Set down exactly, and only, the lines from the one with "For every instance of the white dome, put" to the final line of the entries, both included.
Content starts
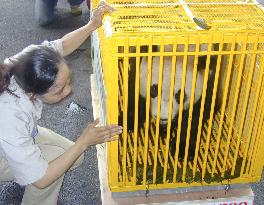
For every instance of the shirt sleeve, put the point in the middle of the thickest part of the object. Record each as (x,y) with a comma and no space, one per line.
(55,45)
(23,156)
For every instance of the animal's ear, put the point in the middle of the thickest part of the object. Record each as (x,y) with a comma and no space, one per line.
(202,62)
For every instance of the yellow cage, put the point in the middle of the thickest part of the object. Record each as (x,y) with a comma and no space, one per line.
(229,145)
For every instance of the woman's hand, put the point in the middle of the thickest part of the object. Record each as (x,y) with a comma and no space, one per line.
(93,135)
(98,12)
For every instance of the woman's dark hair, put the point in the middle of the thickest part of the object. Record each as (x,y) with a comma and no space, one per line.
(4,78)
(37,70)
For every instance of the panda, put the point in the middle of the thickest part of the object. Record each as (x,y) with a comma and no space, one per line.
(165,95)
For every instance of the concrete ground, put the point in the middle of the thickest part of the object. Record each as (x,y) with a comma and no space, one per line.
(18,29)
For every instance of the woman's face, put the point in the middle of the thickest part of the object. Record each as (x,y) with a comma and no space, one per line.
(62,86)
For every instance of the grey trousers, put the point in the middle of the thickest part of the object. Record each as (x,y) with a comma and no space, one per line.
(51,145)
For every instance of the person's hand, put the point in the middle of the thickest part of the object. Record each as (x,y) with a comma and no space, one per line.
(98,12)
(93,135)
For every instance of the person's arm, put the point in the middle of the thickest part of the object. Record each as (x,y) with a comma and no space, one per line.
(92,135)
(74,39)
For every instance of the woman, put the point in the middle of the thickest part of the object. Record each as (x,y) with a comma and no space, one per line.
(34,156)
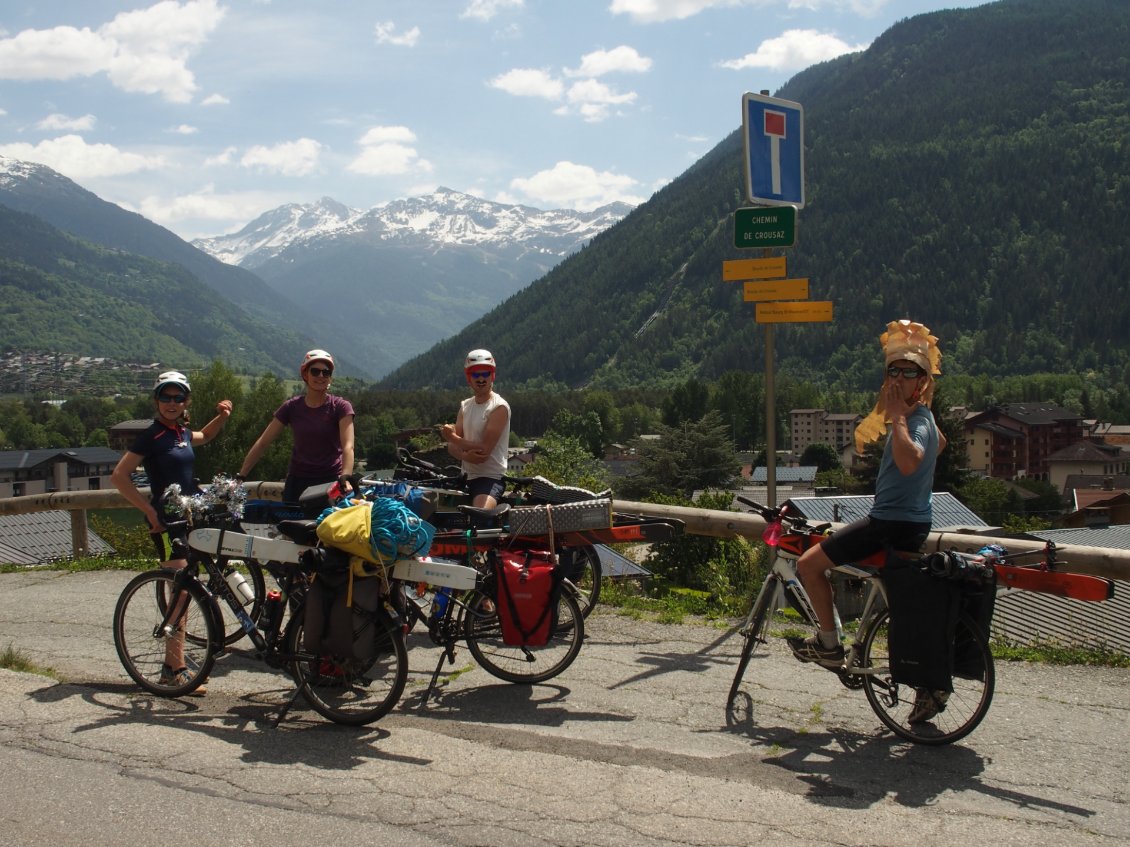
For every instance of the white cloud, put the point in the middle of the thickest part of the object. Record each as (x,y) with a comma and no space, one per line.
(655,11)
(142,51)
(207,210)
(57,122)
(289,158)
(529,83)
(74,157)
(793,50)
(567,185)
(226,157)
(389,151)
(623,59)
(385,34)
(486,9)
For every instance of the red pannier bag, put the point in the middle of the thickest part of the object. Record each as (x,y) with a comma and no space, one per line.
(528,591)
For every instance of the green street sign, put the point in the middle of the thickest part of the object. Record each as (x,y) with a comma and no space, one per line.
(766,226)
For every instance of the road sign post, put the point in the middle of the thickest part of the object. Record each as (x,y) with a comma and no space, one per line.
(767,226)
(774,145)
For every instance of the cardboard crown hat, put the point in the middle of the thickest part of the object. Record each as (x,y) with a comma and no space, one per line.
(903,341)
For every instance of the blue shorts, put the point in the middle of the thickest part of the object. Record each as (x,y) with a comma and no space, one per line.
(868,535)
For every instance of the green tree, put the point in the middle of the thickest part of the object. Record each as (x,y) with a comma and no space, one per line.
(585,428)
(566,461)
(693,455)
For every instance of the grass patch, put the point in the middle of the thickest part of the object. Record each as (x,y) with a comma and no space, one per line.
(16,660)
(1054,653)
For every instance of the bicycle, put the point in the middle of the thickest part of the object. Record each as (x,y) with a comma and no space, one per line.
(355,690)
(467,609)
(918,715)
(867,662)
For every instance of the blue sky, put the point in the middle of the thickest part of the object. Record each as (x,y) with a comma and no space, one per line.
(202,114)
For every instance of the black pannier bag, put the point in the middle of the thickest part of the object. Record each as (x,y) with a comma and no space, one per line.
(923,619)
(341,609)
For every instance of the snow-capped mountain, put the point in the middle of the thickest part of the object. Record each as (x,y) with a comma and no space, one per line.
(398,278)
(442,218)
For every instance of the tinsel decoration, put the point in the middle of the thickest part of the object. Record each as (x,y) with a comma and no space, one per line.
(223,495)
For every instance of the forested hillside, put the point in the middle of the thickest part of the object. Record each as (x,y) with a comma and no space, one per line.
(63,294)
(970,169)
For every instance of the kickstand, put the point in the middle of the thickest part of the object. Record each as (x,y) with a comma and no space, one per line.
(449,653)
(286,707)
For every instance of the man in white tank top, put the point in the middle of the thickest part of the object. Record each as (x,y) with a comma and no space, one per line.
(480,436)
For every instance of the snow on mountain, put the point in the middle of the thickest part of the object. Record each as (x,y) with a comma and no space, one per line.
(442,218)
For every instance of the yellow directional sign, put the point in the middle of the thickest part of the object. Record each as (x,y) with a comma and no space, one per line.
(740,269)
(801,312)
(776,289)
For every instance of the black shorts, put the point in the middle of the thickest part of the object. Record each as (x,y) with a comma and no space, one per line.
(868,535)
(173,542)
(488,486)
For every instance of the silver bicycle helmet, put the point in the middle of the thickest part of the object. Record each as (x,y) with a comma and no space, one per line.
(172,377)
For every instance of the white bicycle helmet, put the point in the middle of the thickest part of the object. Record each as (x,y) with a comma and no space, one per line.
(478,358)
(313,356)
(172,377)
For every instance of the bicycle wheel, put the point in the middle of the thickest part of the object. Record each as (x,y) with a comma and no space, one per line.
(757,623)
(232,627)
(347,690)
(585,575)
(140,644)
(522,664)
(919,715)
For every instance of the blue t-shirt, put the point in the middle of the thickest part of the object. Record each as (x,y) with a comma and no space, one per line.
(167,457)
(900,497)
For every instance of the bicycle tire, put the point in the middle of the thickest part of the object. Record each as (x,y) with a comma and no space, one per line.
(757,622)
(514,663)
(139,612)
(347,690)
(894,704)
(587,575)
(232,627)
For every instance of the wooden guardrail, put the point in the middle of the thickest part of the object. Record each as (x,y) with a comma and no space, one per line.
(1076,558)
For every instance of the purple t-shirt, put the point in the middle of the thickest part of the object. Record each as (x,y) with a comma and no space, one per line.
(316,435)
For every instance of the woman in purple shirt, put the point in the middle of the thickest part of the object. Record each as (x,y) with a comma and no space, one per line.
(323,430)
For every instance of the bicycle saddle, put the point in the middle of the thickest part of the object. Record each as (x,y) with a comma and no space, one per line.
(301,532)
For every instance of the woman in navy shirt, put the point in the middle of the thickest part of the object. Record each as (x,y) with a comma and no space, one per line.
(165,452)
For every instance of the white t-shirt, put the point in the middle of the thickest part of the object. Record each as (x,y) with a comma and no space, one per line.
(475,421)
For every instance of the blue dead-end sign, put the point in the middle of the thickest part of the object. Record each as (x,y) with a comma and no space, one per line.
(774,146)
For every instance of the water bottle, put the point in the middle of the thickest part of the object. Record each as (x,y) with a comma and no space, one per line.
(440,603)
(242,588)
(272,610)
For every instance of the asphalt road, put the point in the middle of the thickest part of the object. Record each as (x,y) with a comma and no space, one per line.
(633,747)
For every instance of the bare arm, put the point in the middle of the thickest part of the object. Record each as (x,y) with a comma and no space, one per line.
(346,434)
(123,481)
(213,427)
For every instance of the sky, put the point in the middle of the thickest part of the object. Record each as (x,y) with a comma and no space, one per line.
(203,114)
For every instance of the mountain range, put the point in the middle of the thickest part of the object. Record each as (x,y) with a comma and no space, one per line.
(968,169)
(400,277)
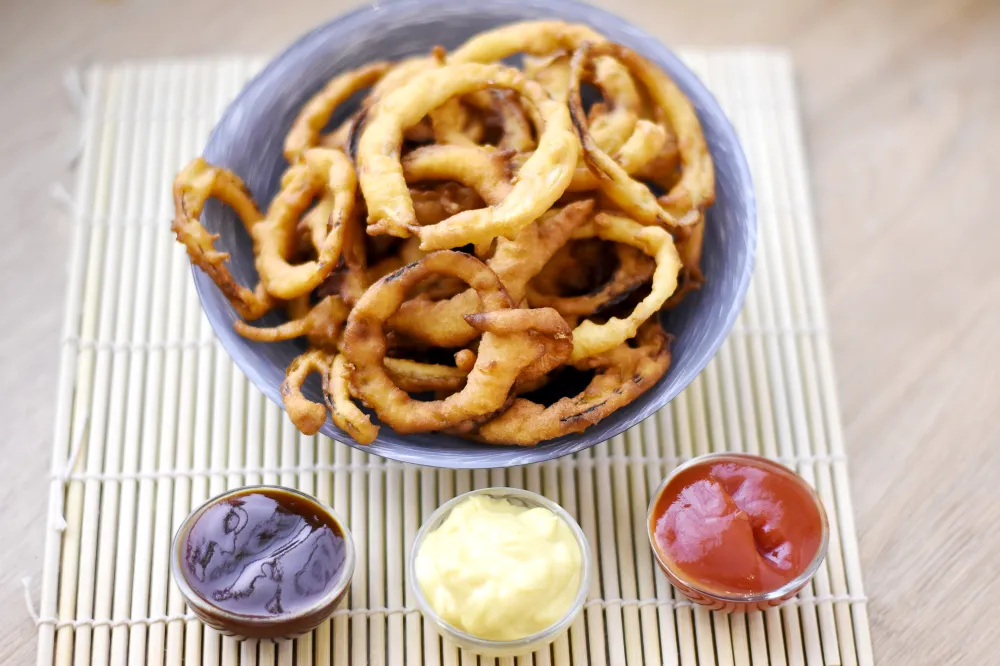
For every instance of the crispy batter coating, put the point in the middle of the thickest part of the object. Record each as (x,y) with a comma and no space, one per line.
(194,185)
(541,181)
(622,375)
(695,190)
(564,255)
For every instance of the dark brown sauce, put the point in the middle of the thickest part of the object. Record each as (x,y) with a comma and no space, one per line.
(265,553)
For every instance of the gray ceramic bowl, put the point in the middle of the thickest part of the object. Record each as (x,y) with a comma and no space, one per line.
(249,139)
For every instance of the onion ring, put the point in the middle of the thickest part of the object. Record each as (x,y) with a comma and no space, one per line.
(482,169)
(514,262)
(642,147)
(194,185)
(321,171)
(514,124)
(308,416)
(322,325)
(343,411)
(590,338)
(306,129)
(634,268)
(544,324)
(696,189)
(500,359)
(623,374)
(542,180)
(416,377)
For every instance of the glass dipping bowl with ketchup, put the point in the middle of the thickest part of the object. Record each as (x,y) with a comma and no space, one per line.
(737,532)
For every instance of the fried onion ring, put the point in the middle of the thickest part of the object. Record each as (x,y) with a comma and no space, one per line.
(544,324)
(321,172)
(515,127)
(321,325)
(634,268)
(500,359)
(343,411)
(682,205)
(642,147)
(416,377)
(194,185)
(306,129)
(308,416)
(623,374)
(515,263)
(481,169)
(541,182)
(590,338)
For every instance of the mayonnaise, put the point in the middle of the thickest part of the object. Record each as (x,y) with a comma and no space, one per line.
(500,571)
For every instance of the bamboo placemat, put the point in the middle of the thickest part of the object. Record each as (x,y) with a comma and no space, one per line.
(153,418)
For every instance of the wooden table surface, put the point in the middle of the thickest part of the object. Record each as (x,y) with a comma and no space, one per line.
(901,103)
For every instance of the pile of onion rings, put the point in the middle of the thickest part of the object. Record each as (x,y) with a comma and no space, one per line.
(472,237)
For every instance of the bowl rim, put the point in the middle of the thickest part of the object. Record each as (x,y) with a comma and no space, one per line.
(788,588)
(324,605)
(545,635)
(688,82)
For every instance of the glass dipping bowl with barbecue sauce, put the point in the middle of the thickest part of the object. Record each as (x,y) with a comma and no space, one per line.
(737,532)
(263,562)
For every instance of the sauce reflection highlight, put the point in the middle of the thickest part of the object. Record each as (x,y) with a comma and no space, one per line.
(266,553)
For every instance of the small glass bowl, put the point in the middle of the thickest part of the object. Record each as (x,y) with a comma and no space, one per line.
(520,646)
(738,603)
(243,627)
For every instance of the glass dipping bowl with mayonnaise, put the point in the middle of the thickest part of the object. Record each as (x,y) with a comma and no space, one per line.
(500,571)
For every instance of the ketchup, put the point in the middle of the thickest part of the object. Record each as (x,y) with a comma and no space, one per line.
(737,525)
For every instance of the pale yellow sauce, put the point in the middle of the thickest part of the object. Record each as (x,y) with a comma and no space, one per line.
(499,571)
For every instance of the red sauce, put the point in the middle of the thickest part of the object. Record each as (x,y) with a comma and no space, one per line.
(737,525)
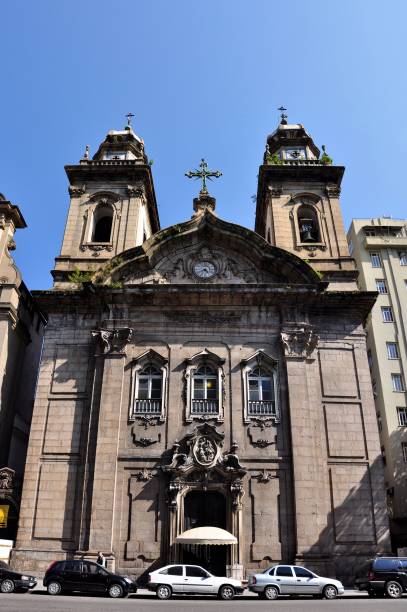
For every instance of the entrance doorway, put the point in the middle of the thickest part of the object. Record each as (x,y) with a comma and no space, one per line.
(205,509)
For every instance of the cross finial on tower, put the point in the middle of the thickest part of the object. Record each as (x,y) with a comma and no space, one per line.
(283,115)
(129,118)
(203,174)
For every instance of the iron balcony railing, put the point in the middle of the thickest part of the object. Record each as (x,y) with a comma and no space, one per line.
(146,407)
(262,408)
(204,407)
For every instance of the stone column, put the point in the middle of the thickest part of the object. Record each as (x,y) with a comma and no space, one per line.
(105,470)
(311,486)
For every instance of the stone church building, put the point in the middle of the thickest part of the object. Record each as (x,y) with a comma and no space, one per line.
(204,375)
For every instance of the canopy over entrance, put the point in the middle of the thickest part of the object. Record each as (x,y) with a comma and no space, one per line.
(206,535)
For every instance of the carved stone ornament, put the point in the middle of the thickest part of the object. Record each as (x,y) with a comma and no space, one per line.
(144,475)
(299,341)
(75,191)
(113,340)
(202,450)
(333,191)
(6,479)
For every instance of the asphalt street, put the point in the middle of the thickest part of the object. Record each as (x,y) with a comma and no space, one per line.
(39,601)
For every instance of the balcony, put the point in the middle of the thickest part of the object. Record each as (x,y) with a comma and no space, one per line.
(141,407)
(204,407)
(262,408)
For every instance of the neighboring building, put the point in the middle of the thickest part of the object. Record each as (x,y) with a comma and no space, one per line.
(379,247)
(21,332)
(204,374)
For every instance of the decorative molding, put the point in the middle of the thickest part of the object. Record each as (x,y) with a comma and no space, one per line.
(333,191)
(75,191)
(299,340)
(113,340)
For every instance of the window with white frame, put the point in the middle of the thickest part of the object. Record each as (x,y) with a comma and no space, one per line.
(205,391)
(392,350)
(387,314)
(204,387)
(403,258)
(381,285)
(375,260)
(402,417)
(260,388)
(398,383)
(149,386)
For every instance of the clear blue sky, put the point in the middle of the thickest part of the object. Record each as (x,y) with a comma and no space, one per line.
(203,79)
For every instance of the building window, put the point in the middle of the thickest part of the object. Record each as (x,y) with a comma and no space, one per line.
(260,388)
(308,225)
(402,417)
(398,383)
(204,386)
(381,285)
(102,224)
(205,391)
(403,258)
(375,260)
(261,399)
(149,386)
(392,350)
(387,314)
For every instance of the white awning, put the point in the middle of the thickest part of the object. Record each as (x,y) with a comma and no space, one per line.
(206,535)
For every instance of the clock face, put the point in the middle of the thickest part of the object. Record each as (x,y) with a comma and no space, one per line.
(204,269)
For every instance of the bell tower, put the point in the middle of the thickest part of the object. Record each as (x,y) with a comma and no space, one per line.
(298,206)
(113,206)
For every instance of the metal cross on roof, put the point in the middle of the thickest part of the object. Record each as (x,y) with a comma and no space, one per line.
(203,174)
(129,118)
(283,116)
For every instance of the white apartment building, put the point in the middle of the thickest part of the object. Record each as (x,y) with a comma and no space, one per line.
(379,247)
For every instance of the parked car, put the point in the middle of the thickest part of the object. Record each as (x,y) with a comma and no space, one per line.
(293,580)
(384,576)
(191,579)
(11,581)
(87,577)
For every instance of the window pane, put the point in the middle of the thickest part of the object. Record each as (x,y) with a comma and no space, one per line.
(267,389)
(392,350)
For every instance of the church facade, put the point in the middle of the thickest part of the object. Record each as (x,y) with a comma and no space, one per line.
(204,375)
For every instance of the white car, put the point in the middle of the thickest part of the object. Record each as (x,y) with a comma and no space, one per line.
(191,579)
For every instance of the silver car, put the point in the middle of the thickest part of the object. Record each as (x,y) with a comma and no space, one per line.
(293,580)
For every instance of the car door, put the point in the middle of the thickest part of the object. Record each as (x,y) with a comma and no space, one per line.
(71,576)
(93,578)
(198,580)
(306,582)
(285,579)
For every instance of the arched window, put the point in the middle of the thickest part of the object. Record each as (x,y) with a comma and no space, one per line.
(204,391)
(148,392)
(308,225)
(102,224)
(261,394)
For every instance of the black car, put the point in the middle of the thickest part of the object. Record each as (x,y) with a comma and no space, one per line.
(385,576)
(11,581)
(86,576)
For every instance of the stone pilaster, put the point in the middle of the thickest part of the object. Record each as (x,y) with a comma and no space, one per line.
(104,485)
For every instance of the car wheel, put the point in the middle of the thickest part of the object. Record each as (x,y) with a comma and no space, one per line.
(226,592)
(394,589)
(7,586)
(115,591)
(271,592)
(54,588)
(163,591)
(330,592)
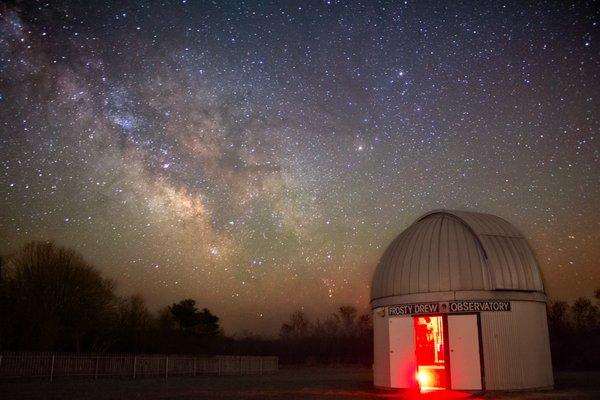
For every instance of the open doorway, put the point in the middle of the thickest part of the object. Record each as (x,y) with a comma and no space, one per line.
(430,351)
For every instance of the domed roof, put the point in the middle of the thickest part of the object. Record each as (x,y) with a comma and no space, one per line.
(448,250)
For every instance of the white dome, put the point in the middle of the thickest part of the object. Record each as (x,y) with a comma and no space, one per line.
(448,250)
Content ends
= Exercise response =
For every instance of the white dome, put the point in the middle of the thickest part of the object. Record each as (x,y) with a comma and no space, one per line.
(448,250)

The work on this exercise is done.